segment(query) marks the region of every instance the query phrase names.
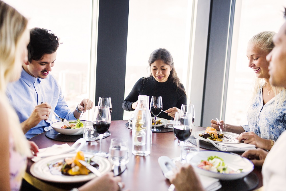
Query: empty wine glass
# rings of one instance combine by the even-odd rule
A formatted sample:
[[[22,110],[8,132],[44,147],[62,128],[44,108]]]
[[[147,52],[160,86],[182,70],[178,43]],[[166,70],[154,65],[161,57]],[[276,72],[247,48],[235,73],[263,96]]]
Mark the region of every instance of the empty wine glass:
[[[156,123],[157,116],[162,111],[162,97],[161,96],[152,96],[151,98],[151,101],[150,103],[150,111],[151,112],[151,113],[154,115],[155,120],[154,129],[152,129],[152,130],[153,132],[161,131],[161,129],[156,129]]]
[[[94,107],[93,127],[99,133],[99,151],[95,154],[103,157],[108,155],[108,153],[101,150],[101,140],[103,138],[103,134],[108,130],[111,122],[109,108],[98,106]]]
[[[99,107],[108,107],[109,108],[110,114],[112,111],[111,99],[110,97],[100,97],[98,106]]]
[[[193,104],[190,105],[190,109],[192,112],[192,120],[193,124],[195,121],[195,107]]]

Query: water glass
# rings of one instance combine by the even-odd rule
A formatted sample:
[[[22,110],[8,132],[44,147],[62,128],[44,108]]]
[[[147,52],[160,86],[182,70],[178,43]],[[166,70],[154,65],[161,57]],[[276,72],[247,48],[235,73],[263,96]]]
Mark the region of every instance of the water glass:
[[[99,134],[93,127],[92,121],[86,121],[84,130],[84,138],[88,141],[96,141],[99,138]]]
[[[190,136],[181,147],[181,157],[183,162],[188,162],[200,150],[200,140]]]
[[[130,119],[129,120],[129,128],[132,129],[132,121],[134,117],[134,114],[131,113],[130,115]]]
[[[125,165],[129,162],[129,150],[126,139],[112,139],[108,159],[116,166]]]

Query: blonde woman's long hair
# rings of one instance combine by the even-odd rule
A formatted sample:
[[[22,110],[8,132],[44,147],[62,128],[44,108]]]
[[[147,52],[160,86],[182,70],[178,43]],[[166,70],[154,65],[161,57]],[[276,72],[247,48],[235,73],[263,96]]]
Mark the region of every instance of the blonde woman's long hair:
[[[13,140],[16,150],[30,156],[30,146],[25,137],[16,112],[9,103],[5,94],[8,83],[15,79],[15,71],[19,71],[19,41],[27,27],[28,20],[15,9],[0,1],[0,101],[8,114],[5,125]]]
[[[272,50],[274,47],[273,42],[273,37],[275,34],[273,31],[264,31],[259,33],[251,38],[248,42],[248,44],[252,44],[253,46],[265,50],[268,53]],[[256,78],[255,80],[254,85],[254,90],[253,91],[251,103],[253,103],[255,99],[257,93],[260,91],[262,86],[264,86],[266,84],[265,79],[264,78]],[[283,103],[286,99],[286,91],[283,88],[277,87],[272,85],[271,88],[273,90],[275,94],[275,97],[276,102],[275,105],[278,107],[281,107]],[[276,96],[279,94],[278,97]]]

□ □ □ □

### WHAT YOU ARE ASKED TO DO
Output every line of the records above as a numbered list, skipping blank lines and leaving out the pictures.

### TASK SOLUTION
1. segment(query) marks the region of every instance the query phrase names.
2. Query: empty wine glass
3. # rings of one instance combine by the even-odd rule
4. A formatted sample:
5. [[[22,110],[8,132],[44,147],[62,128],[44,108]]]
6. [[[147,52],[160,86],[182,70],[178,43]],[[166,70],[154,65],[161,57]],[[276,72],[247,48],[235,73],[263,96]]]
7. Mark the region of every instance of the empty wine glass:
8. [[[156,123],[157,116],[162,111],[162,97],[161,96],[152,96],[151,98],[151,101],[150,103],[150,111],[151,112],[151,113],[154,115],[155,120],[154,129],[152,129],[152,130],[153,132],[161,131],[161,129],[156,129]]]
9. [[[94,107],[93,127],[99,133],[99,151],[95,154],[103,157],[108,155],[108,153],[101,150],[101,140],[103,138],[103,134],[108,130],[111,122],[109,108],[98,106]]]
10. [[[99,107],[108,107],[109,108],[110,114],[112,111],[111,99],[110,97],[100,97],[98,106]]]
11. [[[193,104],[190,105],[190,109],[192,112],[192,120],[193,124],[195,121],[195,107]]]
12. Query: water glass
13. # rings of one instance combine by the even-odd rule
14. A formatted sample:
15. [[[22,110],[8,132],[44,147],[62,128],[44,108]]]
16. [[[147,52],[160,86],[182,70],[178,43]],[[166,70],[154,65],[161,57]],[[276,72],[247,48],[235,73],[263,96]]]
17. Mark the region of every instance of the water glass:
18. [[[99,134],[93,127],[92,121],[86,121],[84,130],[84,138],[88,141],[96,141],[99,138]]]
19. [[[190,136],[181,147],[181,157],[183,162],[188,162],[200,150],[200,140]]]
20. [[[130,119],[129,120],[129,128],[132,129],[132,121],[134,117],[134,114],[131,113],[130,115]]]
21. [[[125,165],[129,162],[129,150],[126,139],[112,139],[108,159],[116,166]]]
22. Query: blonde woman's long hair
23. # rings of one instance combine by the even-odd rule
24. A formatted sample:
25. [[[22,110],[8,132],[44,147],[62,128],[44,108]]]
26. [[[147,52],[160,86],[182,70],[178,43]],[[166,70],[154,65],[161,57]],[[276,72],[247,48],[235,73],[263,96]]]
27. Mark the region of every instance of the blonde woman's long hair:
28. [[[13,140],[16,150],[30,156],[30,146],[25,137],[16,112],[9,103],[5,94],[8,83],[15,79],[15,71],[19,71],[19,41],[27,27],[28,20],[15,9],[0,1],[0,101],[8,114],[5,125]]]
29. [[[272,50],[274,47],[273,42],[273,37],[275,34],[273,31],[264,31],[259,33],[251,38],[248,42],[248,44],[252,44],[253,46],[265,50],[268,53]],[[256,78],[255,80],[254,85],[254,90],[253,91],[251,103],[253,103],[255,99],[257,93],[260,91],[262,86],[264,86],[266,84],[265,79],[264,78]],[[283,103],[286,99],[286,91],[283,88],[277,87],[272,85],[271,88],[273,90],[275,94],[275,97],[276,102],[275,105],[278,107],[281,107]],[[276,96],[279,94],[278,97]]]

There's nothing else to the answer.